Directions for this task: The answer must be an exact copy of the records, with every picture left out.

┌─ Records shown

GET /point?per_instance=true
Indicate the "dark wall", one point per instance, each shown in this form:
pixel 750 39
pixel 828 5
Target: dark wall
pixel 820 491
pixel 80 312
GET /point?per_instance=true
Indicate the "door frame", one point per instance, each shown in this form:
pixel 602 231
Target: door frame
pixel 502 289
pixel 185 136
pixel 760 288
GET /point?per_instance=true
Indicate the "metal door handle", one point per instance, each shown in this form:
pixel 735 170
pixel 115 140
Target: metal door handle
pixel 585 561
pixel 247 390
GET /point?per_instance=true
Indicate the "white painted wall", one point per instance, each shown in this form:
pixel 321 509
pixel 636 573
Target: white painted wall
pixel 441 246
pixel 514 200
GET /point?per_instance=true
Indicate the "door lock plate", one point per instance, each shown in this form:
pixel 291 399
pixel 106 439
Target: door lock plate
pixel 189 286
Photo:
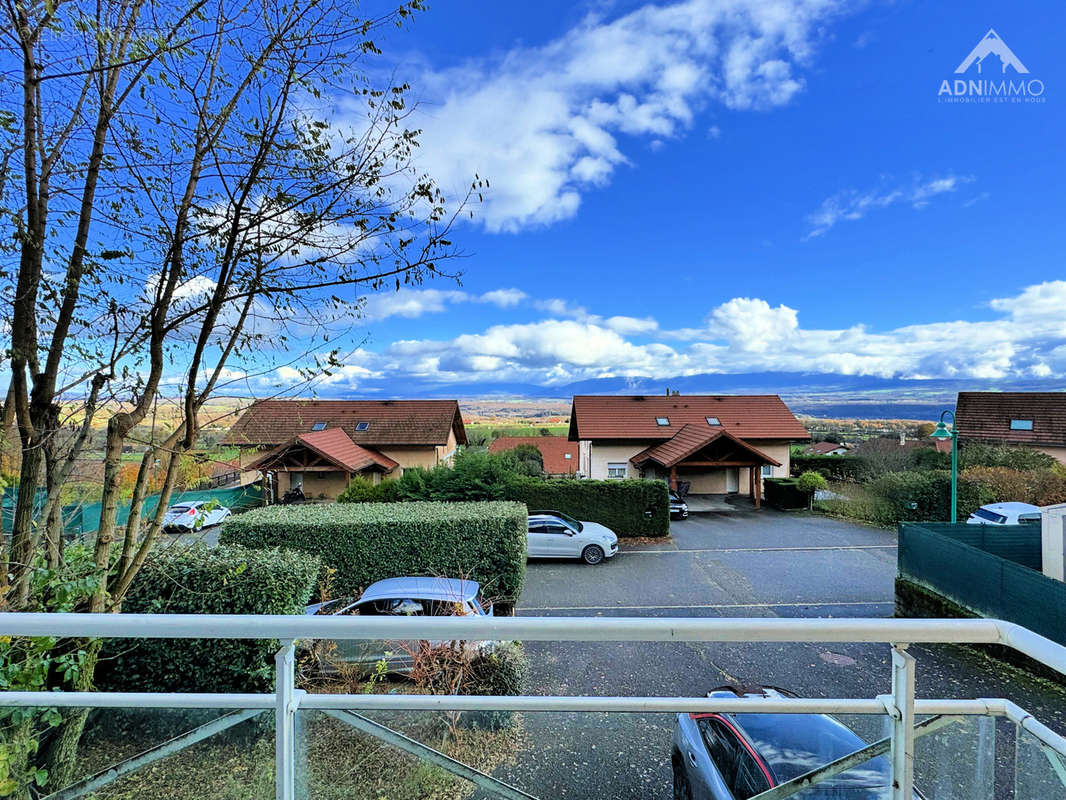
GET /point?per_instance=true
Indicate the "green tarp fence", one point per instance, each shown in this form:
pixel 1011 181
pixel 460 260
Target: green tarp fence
pixel 85 518
pixel 994 571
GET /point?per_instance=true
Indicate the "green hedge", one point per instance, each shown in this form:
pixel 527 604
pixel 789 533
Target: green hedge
pixel 630 508
pixel 203 580
pixel 784 493
pixel 852 468
pixel 368 541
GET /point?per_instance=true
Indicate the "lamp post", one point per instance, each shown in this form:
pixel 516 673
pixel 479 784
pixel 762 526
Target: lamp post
pixel 942 432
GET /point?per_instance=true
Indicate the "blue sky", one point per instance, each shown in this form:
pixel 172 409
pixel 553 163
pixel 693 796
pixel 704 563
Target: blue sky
pixel 731 187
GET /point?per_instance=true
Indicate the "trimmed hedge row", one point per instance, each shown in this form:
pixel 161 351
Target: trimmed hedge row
pixel 368 542
pixel 785 494
pixel 203 580
pixel 852 468
pixel 630 508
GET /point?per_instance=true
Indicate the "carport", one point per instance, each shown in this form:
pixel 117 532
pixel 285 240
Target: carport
pixel 698 453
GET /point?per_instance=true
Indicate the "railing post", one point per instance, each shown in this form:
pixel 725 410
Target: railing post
pixel 903 723
pixel 285 730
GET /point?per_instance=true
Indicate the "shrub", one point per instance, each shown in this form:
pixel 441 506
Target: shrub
pixel 455 668
pixel 1037 486
pixel 811 482
pixel 833 467
pixel 785 493
pixel 979 453
pixel 369 542
pixel 360 490
pixel 922 496
pixel 203 580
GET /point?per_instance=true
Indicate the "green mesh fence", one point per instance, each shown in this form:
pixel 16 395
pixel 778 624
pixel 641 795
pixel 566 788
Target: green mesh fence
pixel 85 518
pixel 971 569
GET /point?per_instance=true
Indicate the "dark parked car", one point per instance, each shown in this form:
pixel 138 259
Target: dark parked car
pixel 735 756
pixel 678 508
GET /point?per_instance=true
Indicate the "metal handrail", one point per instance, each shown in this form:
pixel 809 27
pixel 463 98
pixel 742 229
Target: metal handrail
pixel 900 705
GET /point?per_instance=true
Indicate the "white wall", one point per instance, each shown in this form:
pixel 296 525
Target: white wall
pixel 600 456
pixel 1053 538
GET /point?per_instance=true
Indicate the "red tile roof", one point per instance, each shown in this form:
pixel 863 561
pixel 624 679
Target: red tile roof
pixel 691 440
pixel 629 417
pixel 335 446
pixel 553 450
pixel 391 421
pixel 986 416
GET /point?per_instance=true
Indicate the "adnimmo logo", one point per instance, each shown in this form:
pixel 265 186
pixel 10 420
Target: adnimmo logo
pixel 994 74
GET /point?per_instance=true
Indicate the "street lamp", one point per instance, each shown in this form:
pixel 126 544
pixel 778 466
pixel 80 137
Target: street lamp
pixel 943 432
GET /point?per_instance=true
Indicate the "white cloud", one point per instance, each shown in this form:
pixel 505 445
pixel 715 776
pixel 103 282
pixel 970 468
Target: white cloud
pixel 742 335
pixel 851 204
pixel 542 123
pixel 413 303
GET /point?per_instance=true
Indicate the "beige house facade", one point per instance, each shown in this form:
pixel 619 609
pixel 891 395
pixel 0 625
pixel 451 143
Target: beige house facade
pixel 320 446
pixel 701 444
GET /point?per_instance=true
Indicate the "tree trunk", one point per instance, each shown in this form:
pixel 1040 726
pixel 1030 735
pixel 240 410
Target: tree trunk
pixel 60 753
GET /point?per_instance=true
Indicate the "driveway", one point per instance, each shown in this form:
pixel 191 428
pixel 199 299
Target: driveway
pixel 736 563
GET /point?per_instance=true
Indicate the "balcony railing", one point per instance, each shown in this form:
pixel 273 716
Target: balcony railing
pixel 899 706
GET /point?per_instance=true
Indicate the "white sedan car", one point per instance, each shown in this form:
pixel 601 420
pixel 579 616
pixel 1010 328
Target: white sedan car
pixel 1005 513
pixel 554 534
pixel 192 515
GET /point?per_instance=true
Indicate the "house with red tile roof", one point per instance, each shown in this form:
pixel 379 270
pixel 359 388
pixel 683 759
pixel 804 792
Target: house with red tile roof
pixel 559 453
pixel 320 445
pixel 1035 419
pixel 711 444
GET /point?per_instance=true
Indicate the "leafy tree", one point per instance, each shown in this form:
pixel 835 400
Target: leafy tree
pixel 184 202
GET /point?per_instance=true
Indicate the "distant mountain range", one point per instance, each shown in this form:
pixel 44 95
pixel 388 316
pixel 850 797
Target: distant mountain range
pixel 819 395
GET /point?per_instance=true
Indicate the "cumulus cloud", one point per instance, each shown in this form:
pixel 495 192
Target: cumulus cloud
pixel 544 123
pixel 740 335
pixel 412 303
pixel 851 205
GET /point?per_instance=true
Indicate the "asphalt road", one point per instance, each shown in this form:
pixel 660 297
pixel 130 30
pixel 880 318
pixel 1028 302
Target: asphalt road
pixel 743 563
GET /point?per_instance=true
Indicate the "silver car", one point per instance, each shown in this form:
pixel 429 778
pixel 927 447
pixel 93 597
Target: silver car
pixel 412 596
pixel 193 515
pixel 554 534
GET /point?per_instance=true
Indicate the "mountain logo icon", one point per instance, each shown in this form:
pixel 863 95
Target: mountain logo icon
pixel 991 45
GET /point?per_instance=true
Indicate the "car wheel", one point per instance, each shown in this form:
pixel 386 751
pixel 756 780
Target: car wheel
pixel 592 555
pixel 681 788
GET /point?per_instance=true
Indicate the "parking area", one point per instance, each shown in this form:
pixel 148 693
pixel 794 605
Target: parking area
pixel 739 562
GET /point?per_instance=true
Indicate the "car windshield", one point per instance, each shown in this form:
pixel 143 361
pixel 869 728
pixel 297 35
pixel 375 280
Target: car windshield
pixel 989 515
pixel 566 518
pixel 793 745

└─

Answer to the exercise:
GET /point?per_instance=true
Indicate the "dark wall", one point per instance, each shown in this form:
pixel 750 39
pixel 828 5
Target: dark wall
pixel 820 491
pixel 80 312
GET /point?per_instance=true
Indicate the "door frame", one point per instance, each shown in this form:
pixel 602 231
Target: door frame
pixel 502 289
pixel 185 136
pixel 760 288
GET /point?per_instance=true
Indicate the "metal door handle", one point per instance, each shown in this form:
pixel 735 170
pixel 115 140
Target: metal door handle
pixel 585 561
pixel 247 390
GET /point?per_instance=true
Indicate the "white painted wall", one point per instance, each shown in this form:
pixel 321 509
pixel 636 573
Target: white painted wall
pixel 441 246
pixel 514 200
GET /point?per_instance=true
Indicate the "door lock plate", one point per instance, each shown in this form:
pixel 291 399
pixel 106 439
Target: door lock plate
pixel 189 286
Photo:
GET /point?per_instance=true
Indicate the "green tarp fence", one point per instance, each shown in this form:
pixel 1011 181
pixel 460 260
Target: green tarp fence
pixel 85 518
pixel 994 571
GET /point?per_instance=true
Indicate the "green hedge", one point per instance, each shown in this form:
pixel 527 604
pixel 789 533
Target: green hedge
pixel 630 508
pixel 203 580
pixel 784 493
pixel 852 468
pixel 368 541
GET /point?per_instance=true
Indicate the "lamp post", one point per instance, each shown in this form:
pixel 516 673
pixel 479 784
pixel 762 526
Target: lamp post
pixel 942 432
GET /point?per_instance=true
Indicate the "blue sky", one point per instance, each shown in this form:
pixel 172 409
pixel 553 163
pixel 693 796
pixel 704 563
Target: blue sky
pixel 731 187
GET /point?per_instance=true
Indicate the "trimmed hedge row", one point per instance, each shown in this form:
pixel 161 351
Target: trimmed hedge row
pixel 368 542
pixel 785 494
pixel 203 580
pixel 852 468
pixel 630 508
GET /point?per_instance=true
Indicate the "carport", one point per instance, each shown in this form:
pixel 117 532
pixel 285 240
Target: carport
pixel 698 453
GET /point?per_instance=true
Indicate the "railing post", one point per instance, each shown in this form:
pixel 725 410
Target: railing post
pixel 903 723
pixel 285 730
GET /point?per_instance=true
Indicate the "shrub", one point per instance, each shown in this form:
pixel 441 506
Target: shrub
pixel 455 668
pixel 1037 486
pixel 811 482
pixel 833 467
pixel 785 493
pixel 979 453
pixel 369 542
pixel 360 490
pixel 922 496
pixel 203 580
GET /point?per_instance=true
Indicate the "green mesh fence", one point per instance, each shown in this form:
pixel 16 395
pixel 778 624
pixel 641 795
pixel 566 788
Target: green mesh fence
pixel 85 518
pixel 971 569
GET /point?per_instance=true
Indicate the "dark parked car", one point per instance, each shown in this form:
pixel 138 259
Target: dark parked car
pixel 735 756
pixel 678 508
GET /point?per_instance=true
Indicate the "metal handrail", one point per instance, each shown in this form:
pixel 809 27
pixel 463 98
pixel 742 229
Target: metal handrail
pixel 900 705
GET /point?per_instance=true
Indicate the "white wall", one point per instance, each shown in this form:
pixel 296 525
Target: white wall
pixel 600 456
pixel 1053 538
GET /point?per_instance=true
Indicate the "red tile roof", one point per instance, each shown in this form:
pixel 863 561
pixel 624 679
Target: red tile roof
pixel 691 440
pixel 629 417
pixel 335 446
pixel 553 450
pixel 391 421
pixel 986 416
GET /point?per_instance=true
Indicate the "adnimmo logo", one point per instance, each shown in this form:
pixel 265 186
pixel 10 420
Target: adnimmo logo
pixel 994 74
GET /point?per_instance=true
Indicate the "street lamp", one point per instance, each shown in this form:
pixel 126 544
pixel 778 466
pixel 80 137
Target: street lamp
pixel 943 432
GET /point?per_instance=true
Indicate the "white cloud", one point per instance, each shown in this form:
pixel 505 445
pixel 715 776
pixel 103 282
pixel 970 468
Target: white cloud
pixel 742 335
pixel 851 204
pixel 542 123
pixel 413 303
GET /point?per_instance=true
Indicate the "beige house facade", one point per instance, each shown in this form:
pixel 619 609
pixel 891 395
pixel 0 625
pixel 451 143
Target: beige house facade
pixel 320 446
pixel 701 444
GET /point?per_instance=true
Indicate the "tree trunk", one point per instance, each shown in this form:
pixel 1040 726
pixel 1030 735
pixel 240 410
Target: tree trunk
pixel 60 753
GET /point?per_instance=true
Indicate the "driveway", one point per instance, each shown in this form:
pixel 191 428
pixel 199 299
Target: driveway
pixel 736 563
GET /point?per_instance=true
Indicate the "balcony railing", one point per instance, each shown in this form:
pixel 273 716
Target: balcony railing
pixel 899 706
GET /point?per_instance=true
Indicate the "white sedan car", one point per instance, each shown in this form:
pixel 601 420
pixel 579 616
pixel 1010 328
Target: white sedan car
pixel 1005 513
pixel 554 534
pixel 192 515
GET /point?per_instance=true
Indicate the "house with red tile roof", one point per instance, each shown in this form:
pixel 379 270
pixel 359 388
pixel 683 759
pixel 804 792
Target: house with red tile roof
pixel 559 453
pixel 320 445
pixel 1035 419
pixel 711 444
GET /point?per_instance=true
Indicate the "leafy tree", one point per instance, each shown in this form:
pixel 835 400
Target: leafy tree
pixel 184 202
GET /point?per_instance=true
Indicate the "distant mountain range", one point per instance, each shown in this form:
pixel 44 95
pixel 388 316
pixel 850 797
Target: distant mountain range
pixel 819 395
GET /point?per_instance=true
Indicate the "cumulus cloud", one point per instance, each shown in this form:
pixel 495 192
Target: cumulus cloud
pixel 544 123
pixel 740 335
pixel 412 303
pixel 851 205
GET /point?per_instance=true
Indicate the "asphalt road", one point per instance, each shown in this form:
pixel 660 297
pixel 130 30
pixel 880 318
pixel 1028 302
Target: asphalt road
pixel 743 563
GET /point?per_instance=true
Indicate the "silver car", one point per instance, each shown in this form:
pixel 429 778
pixel 927 447
pixel 93 597
Target: silver car
pixel 412 596
pixel 193 515
pixel 554 534
GET /point?per_instance=true
Indicate the "mountain logo icon", one point per instance, each shown in this form:
pixel 863 95
Target: mountain logo icon
pixel 991 45
GET /point?per_instance=true
Indicate the "car wheel", one point per instance, each shown in this form:
pixel 386 751
pixel 756 780
Target: car wheel
pixel 592 555
pixel 681 788
GET /point?per_instance=true
Indicate the "parking area", one point per instance, each shown in this form:
pixel 148 693
pixel 794 605
Target: parking area
pixel 739 562
GET /point?per_instance=true
Indicate the "car windshield", one point per instance, each shown in this form:
pixel 143 361
pixel 869 728
pixel 297 35
pixel 375 280
Target: car windshield
pixel 989 515
pixel 566 518
pixel 793 745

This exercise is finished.